▶ **EXERCISE REQUIREMENTS**: Reproduce each of the rows below word for word, changing nothing on any line.

[Position annotation rows]
-------------------------

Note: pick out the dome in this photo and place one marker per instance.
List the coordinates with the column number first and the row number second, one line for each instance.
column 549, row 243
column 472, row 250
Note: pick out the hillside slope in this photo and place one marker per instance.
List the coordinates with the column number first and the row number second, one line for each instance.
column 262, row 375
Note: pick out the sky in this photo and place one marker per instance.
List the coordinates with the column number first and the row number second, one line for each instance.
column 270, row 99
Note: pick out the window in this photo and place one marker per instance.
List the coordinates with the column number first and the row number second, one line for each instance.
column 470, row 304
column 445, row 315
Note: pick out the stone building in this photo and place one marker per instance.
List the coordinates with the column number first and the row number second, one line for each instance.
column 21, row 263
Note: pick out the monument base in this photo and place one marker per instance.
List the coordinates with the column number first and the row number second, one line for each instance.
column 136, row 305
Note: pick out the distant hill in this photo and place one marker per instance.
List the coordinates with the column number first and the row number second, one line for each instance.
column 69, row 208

-------------------------

▶ **PROBLEM SOLUTION**:
Note: pick out the dome in this photo and place one marker per instance.
List the coordinates with the column number first and the row number second, one line for each instance.
column 549, row 243
column 472, row 250
Note: pick out the hillside slope in this photo and place one marker per instance.
List the coordinates with the column number first and the row number second, one line for each instance.
column 262, row 375
Note: pick out the sky in this photo and place one marker per instance.
List the coordinates with the column number first and the row number second, one line for each instance.
column 270, row 99
Note: pick out the window in this photo and place one marker per instance.
List the coordinates with the column number first and the row number second, one line for each instance.
column 470, row 304
column 445, row 315
Note: pick out the stone building in this photo and place one marker per instance.
List the coordinates with the column number first and the row number second, one line for each instance.
column 21, row 263
Note: pick out the monument base in this photo and place one marker per instance.
List the coordinates with the column number first and the row number second, one line for each instance.
column 136, row 305
Note: pick out the distant hill in this photo and place one marker per instance.
List the coordinates with the column number first and the row number second, one line for each instance.
column 69, row 208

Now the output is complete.